** START OF Data to use **

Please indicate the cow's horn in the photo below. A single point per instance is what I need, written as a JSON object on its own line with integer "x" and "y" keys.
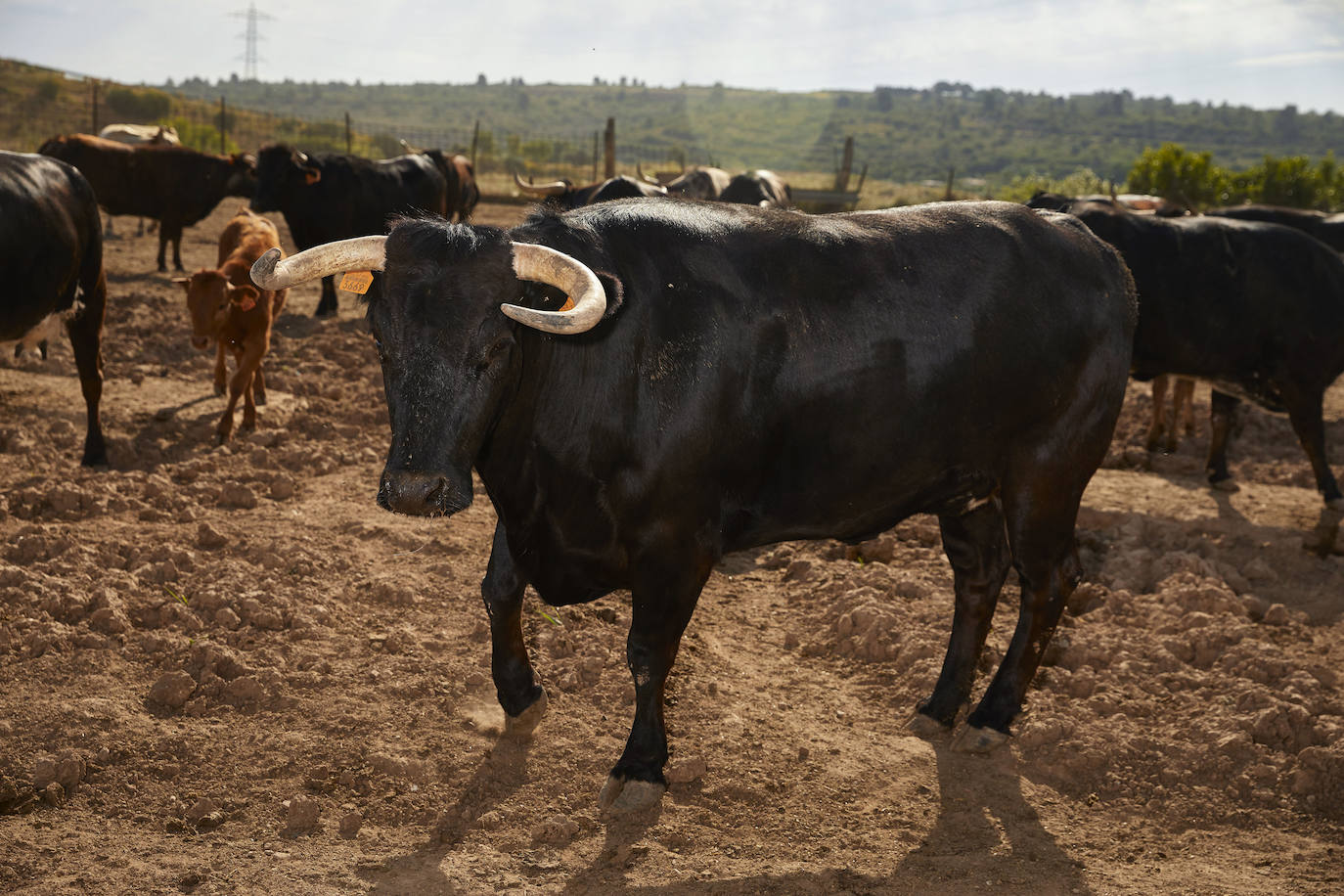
{"x": 553, "y": 188}
{"x": 362, "y": 252}
{"x": 570, "y": 276}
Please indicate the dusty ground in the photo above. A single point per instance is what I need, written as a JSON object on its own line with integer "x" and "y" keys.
{"x": 245, "y": 677}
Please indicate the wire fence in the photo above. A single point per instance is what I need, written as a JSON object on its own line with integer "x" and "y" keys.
{"x": 579, "y": 156}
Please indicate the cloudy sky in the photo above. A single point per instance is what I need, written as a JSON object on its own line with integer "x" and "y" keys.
{"x": 1257, "y": 53}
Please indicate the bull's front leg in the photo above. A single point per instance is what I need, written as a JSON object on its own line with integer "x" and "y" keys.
{"x": 221, "y": 371}
{"x": 663, "y": 601}
{"x": 515, "y": 684}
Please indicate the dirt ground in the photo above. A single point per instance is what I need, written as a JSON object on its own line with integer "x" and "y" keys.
{"x": 226, "y": 670}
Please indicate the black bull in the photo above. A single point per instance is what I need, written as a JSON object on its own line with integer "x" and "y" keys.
{"x": 51, "y": 252}
{"x": 755, "y": 377}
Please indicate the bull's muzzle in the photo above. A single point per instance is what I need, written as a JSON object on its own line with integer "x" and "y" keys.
{"x": 421, "y": 493}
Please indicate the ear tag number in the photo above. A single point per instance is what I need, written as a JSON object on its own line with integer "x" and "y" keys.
{"x": 356, "y": 281}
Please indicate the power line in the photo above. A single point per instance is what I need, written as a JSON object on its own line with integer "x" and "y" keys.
{"x": 252, "y": 15}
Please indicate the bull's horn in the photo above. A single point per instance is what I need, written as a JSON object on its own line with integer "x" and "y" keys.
{"x": 553, "y": 188}
{"x": 362, "y": 252}
{"x": 570, "y": 276}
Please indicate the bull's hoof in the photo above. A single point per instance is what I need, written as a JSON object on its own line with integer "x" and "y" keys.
{"x": 981, "y": 740}
{"x": 622, "y": 797}
{"x": 926, "y": 727}
{"x": 524, "y": 723}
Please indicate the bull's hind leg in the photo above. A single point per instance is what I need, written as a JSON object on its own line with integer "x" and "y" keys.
{"x": 1305, "y": 414}
{"x": 85, "y": 330}
{"x": 977, "y": 550}
{"x": 1222, "y": 422}
{"x": 663, "y": 598}
{"x": 1041, "y": 514}
{"x": 515, "y": 684}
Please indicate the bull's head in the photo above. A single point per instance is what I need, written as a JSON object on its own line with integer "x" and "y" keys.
{"x": 446, "y": 342}
{"x": 280, "y": 172}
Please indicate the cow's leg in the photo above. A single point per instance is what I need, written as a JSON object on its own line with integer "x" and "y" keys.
{"x": 515, "y": 684}
{"x": 1304, "y": 413}
{"x": 327, "y": 304}
{"x": 1222, "y": 418}
{"x": 85, "y": 330}
{"x": 977, "y": 550}
{"x": 240, "y": 385}
{"x": 221, "y": 371}
{"x": 1157, "y": 425}
{"x": 1183, "y": 405}
{"x": 259, "y": 385}
{"x": 663, "y": 600}
{"x": 176, "y": 245}
{"x": 1041, "y": 515}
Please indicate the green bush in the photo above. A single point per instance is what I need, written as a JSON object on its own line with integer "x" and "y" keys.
{"x": 139, "y": 105}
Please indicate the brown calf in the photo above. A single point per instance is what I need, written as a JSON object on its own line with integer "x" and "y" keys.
{"x": 1163, "y": 431}
{"x": 226, "y": 308}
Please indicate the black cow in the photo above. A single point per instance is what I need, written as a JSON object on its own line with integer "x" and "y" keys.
{"x": 563, "y": 195}
{"x": 758, "y": 187}
{"x": 730, "y": 378}
{"x": 51, "y": 250}
{"x": 1257, "y": 309}
{"x": 330, "y": 197}
{"x": 460, "y": 175}
{"x": 172, "y": 184}
{"x": 1328, "y": 229}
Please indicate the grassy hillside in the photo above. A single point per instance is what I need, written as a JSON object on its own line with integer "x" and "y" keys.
{"x": 904, "y": 136}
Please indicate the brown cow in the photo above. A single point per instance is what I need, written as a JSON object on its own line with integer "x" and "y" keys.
{"x": 1165, "y": 432}
{"x": 227, "y": 308}
{"x": 172, "y": 184}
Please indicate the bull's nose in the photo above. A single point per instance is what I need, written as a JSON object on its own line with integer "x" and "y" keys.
{"x": 419, "y": 493}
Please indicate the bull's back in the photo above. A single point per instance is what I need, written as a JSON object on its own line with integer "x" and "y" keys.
{"x": 50, "y": 240}
{"x": 880, "y": 360}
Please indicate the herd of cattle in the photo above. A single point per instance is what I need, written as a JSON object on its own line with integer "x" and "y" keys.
{"x": 650, "y": 375}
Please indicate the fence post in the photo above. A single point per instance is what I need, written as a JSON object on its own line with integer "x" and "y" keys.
{"x": 610, "y": 148}
{"x": 845, "y": 165}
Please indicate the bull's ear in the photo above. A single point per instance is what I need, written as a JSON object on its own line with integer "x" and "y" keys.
{"x": 614, "y": 293}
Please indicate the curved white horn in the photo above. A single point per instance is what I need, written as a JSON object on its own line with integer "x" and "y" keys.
{"x": 570, "y": 276}
{"x": 362, "y": 252}
{"x": 553, "y": 188}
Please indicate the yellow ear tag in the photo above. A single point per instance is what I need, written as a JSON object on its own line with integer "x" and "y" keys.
{"x": 356, "y": 281}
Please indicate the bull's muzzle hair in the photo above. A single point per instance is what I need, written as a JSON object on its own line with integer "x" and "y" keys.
{"x": 541, "y": 263}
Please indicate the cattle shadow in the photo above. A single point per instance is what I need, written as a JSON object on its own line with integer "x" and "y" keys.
{"x": 503, "y": 770}
{"x": 985, "y": 834}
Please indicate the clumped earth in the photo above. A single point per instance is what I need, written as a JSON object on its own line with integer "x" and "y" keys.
{"x": 226, "y": 670}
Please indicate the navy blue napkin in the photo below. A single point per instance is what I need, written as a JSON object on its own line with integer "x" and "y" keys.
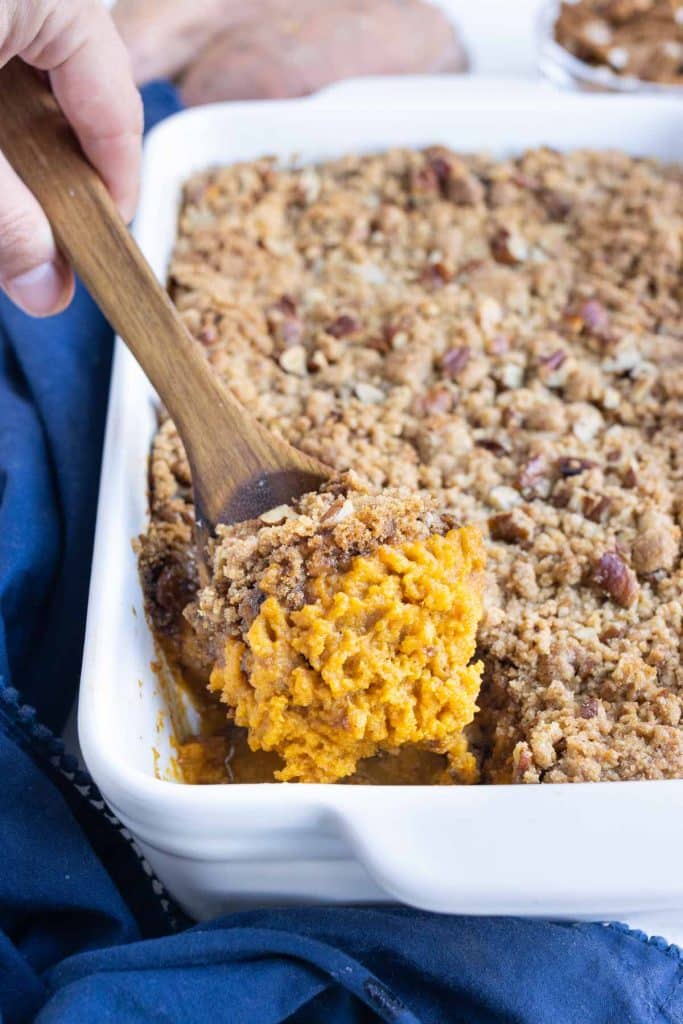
{"x": 86, "y": 934}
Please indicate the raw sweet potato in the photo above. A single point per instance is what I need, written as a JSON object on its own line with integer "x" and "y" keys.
{"x": 294, "y": 48}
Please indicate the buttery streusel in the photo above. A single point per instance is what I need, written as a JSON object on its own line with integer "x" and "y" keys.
{"x": 506, "y": 336}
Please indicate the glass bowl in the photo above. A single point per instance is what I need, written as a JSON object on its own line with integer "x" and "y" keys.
{"x": 564, "y": 69}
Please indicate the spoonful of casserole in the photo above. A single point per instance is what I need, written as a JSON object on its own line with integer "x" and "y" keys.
{"x": 342, "y": 624}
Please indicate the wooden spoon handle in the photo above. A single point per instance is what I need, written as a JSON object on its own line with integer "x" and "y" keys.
{"x": 39, "y": 143}
{"x": 239, "y": 467}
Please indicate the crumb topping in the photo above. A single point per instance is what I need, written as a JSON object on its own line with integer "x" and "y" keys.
{"x": 503, "y": 337}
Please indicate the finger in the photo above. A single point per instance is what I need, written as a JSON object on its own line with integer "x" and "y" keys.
{"x": 91, "y": 78}
{"x": 32, "y": 271}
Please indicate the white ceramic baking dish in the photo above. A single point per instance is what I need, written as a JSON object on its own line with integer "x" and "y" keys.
{"x": 572, "y": 851}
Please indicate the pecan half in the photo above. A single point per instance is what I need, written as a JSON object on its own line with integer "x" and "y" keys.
{"x": 435, "y": 274}
{"x": 488, "y": 444}
{"x": 571, "y": 466}
{"x": 614, "y": 577}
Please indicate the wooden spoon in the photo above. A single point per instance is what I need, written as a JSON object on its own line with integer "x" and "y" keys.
{"x": 239, "y": 468}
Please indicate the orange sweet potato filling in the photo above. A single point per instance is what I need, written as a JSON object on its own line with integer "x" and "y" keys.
{"x": 380, "y": 657}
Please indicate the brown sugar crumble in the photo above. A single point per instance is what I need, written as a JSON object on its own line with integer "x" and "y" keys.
{"x": 642, "y": 39}
{"x": 502, "y": 339}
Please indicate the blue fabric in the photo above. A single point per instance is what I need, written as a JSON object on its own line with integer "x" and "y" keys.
{"x": 85, "y": 934}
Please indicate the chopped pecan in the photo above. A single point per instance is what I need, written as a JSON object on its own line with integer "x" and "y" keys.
{"x": 590, "y": 708}
{"x": 455, "y": 359}
{"x": 173, "y": 589}
{"x": 340, "y": 509}
{"x": 343, "y": 326}
{"x": 488, "y": 444}
{"x": 557, "y": 205}
{"x": 571, "y": 466}
{"x": 435, "y": 274}
{"x": 614, "y": 577}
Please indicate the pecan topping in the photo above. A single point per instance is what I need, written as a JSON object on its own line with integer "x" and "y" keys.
{"x": 496, "y": 448}
{"x": 343, "y": 326}
{"x": 614, "y": 577}
{"x": 435, "y": 274}
{"x": 571, "y": 466}
{"x": 456, "y": 359}
{"x": 557, "y": 206}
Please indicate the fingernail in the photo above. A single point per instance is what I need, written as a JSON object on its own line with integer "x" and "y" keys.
{"x": 39, "y": 292}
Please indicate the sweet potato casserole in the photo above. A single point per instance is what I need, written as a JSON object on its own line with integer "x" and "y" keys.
{"x": 491, "y": 353}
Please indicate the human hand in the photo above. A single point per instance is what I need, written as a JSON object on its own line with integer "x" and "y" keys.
{"x": 75, "y": 42}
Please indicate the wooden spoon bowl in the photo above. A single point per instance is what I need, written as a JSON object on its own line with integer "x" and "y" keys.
{"x": 239, "y": 468}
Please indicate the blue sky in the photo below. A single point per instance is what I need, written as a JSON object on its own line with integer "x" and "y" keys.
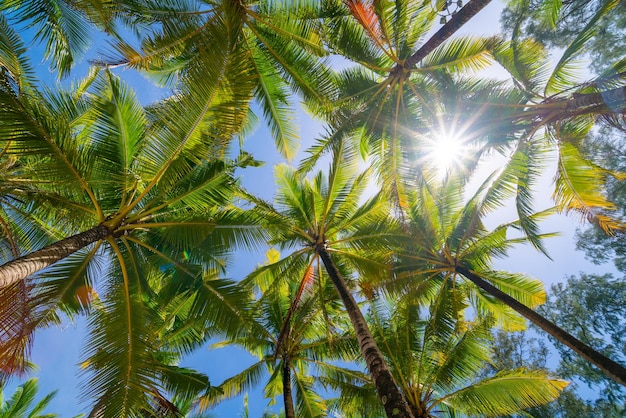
{"x": 57, "y": 351}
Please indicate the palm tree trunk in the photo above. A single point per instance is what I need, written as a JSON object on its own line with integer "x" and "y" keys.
{"x": 392, "y": 398}
{"x": 612, "y": 100}
{"x": 456, "y": 22}
{"x": 287, "y": 397}
{"x": 612, "y": 369}
{"x": 22, "y": 267}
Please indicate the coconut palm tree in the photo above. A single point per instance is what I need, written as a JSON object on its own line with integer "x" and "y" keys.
{"x": 447, "y": 241}
{"x": 291, "y": 344}
{"x": 64, "y": 27}
{"x": 275, "y": 46}
{"x": 321, "y": 221}
{"x": 436, "y": 357}
{"x": 120, "y": 182}
{"x": 386, "y": 101}
{"x": 22, "y": 402}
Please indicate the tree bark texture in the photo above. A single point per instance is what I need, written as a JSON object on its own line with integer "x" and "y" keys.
{"x": 290, "y": 411}
{"x": 612, "y": 369}
{"x": 457, "y": 21}
{"x": 613, "y": 100}
{"x": 22, "y": 267}
{"x": 388, "y": 391}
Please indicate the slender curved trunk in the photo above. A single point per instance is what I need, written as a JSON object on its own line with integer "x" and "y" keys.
{"x": 290, "y": 411}
{"x": 388, "y": 391}
{"x": 612, "y": 369}
{"x": 456, "y": 22}
{"x": 22, "y": 267}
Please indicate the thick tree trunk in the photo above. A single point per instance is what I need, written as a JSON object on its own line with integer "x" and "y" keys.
{"x": 612, "y": 369}
{"x": 392, "y": 398}
{"x": 290, "y": 411}
{"x": 22, "y": 267}
{"x": 613, "y": 100}
{"x": 456, "y": 22}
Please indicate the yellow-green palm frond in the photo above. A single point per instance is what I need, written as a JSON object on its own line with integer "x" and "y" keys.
{"x": 579, "y": 185}
{"x": 506, "y": 393}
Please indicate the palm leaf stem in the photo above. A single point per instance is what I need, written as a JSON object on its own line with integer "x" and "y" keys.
{"x": 611, "y": 368}
{"x": 18, "y": 269}
{"x": 456, "y": 22}
{"x": 390, "y": 395}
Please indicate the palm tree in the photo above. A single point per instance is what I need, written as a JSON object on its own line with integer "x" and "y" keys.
{"x": 22, "y": 402}
{"x": 447, "y": 240}
{"x": 290, "y": 343}
{"x": 122, "y": 179}
{"x": 437, "y": 356}
{"x": 386, "y": 101}
{"x": 322, "y": 221}
{"x": 64, "y": 27}
{"x": 275, "y": 47}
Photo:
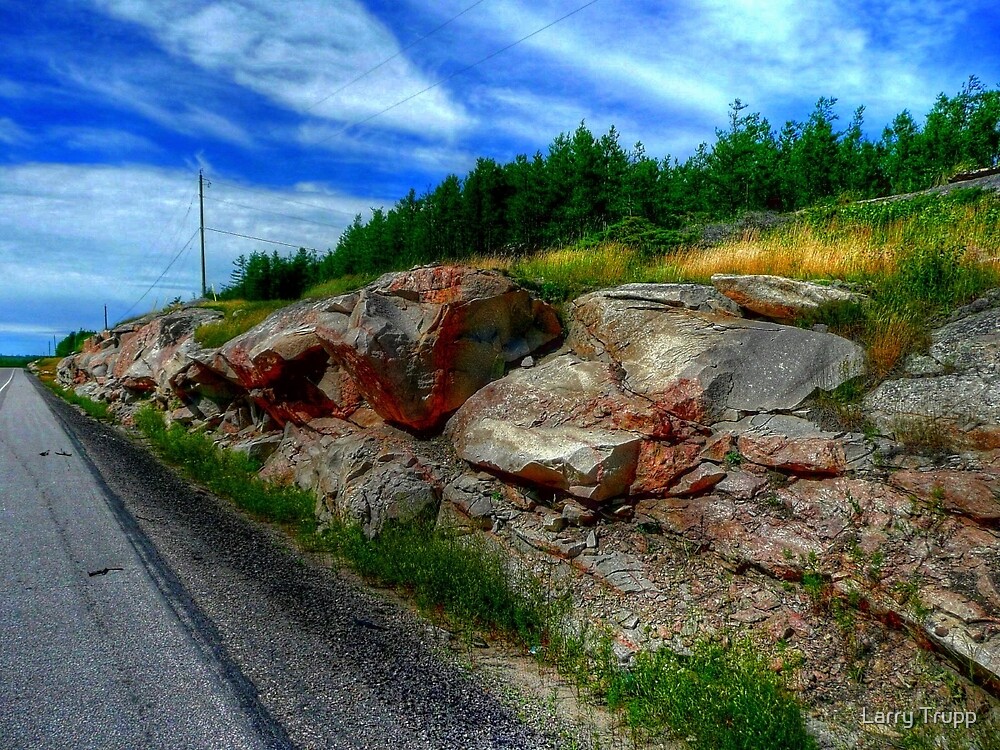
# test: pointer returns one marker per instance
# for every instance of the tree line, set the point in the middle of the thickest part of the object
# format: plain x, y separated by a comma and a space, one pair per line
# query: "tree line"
588, 187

** END OF Data to use **

Aim of the exercise
Retype, word for word, the lines from the one with "Please indicate the coconut" through the last line of the entries above, and only those lines. Leave pictures out.

Response to the exercise
Please indicate the coconut palm tree in the photo above. A single point per instance is what I need, written as a JSON object on its own line with integer "x" and "y" keys.
{"x": 447, "y": 241}
{"x": 291, "y": 344}
{"x": 64, "y": 27}
{"x": 275, "y": 46}
{"x": 321, "y": 221}
{"x": 436, "y": 357}
{"x": 120, "y": 182}
{"x": 386, "y": 101}
{"x": 22, "y": 402}
Please indicate the tree bark texture in the photo above. A single point per instance is what I need, written as a JSON object on its own line with integer "x" and "y" keys.
{"x": 290, "y": 411}
{"x": 612, "y": 369}
{"x": 457, "y": 21}
{"x": 613, "y": 100}
{"x": 22, "y": 267}
{"x": 388, "y": 391}
Please indicate the slender curved trunk in the photo above. A single point per instance is what I need, written as a JSON object on its own line with integer "x" and "y" keys.
{"x": 290, "y": 411}
{"x": 388, "y": 391}
{"x": 612, "y": 369}
{"x": 456, "y": 22}
{"x": 22, "y": 267}
Please indicate the thick tree trunk in the photo above. A single point per instance is what I need, written as a JSON object on its own line with integer "x" and "y" keys.
{"x": 612, "y": 369}
{"x": 392, "y": 398}
{"x": 290, "y": 411}
{"x": 22, "y": 267}
{"x": 613, "y": 100}
{"x": 456, "y": 22}
Please indicate the yellow-green palm frond in the photo above. A single point per instance is what I need, written as a JSON object on its own line with integer "x" and "y" keys.
{"x": 579, "y": 185}
{"x": 506, "y": 393}
Please indicate the palm leaf stem in the photo above. A single point per instance is what I need, written as a JSON object on its own line with integer "x" and "y" keys.
{"x": 611, "y": 368}
{"x": 18, "y": 269}
{"x": 456, "y": 22}
{"x": 390, "y": 395}
Please indicate the palm tree in the photo above. A single point per instance is what I need, written as a JSON object on its own line with integer "x" and "y" keys.
{"x": 22, "y": 402}
{"x": 447, "y": 240}
{"x": 290, "y": 343}
{"x": 122, "y": 179}
{"x": 437, "y": 356}
{"x": 386, "y": 101}
{"x": 322, "y": 221}
{"x": 64, "y": 27}
{"x": 275, "y": 47}
Photo:
# test: pointer returns one marker per instance
# for every instance of the tree line, set the point in the middle of the thickest part of the object
# format: plain x, y separated by a comma and a space, one pair per line
# query: "tree line"
588, 187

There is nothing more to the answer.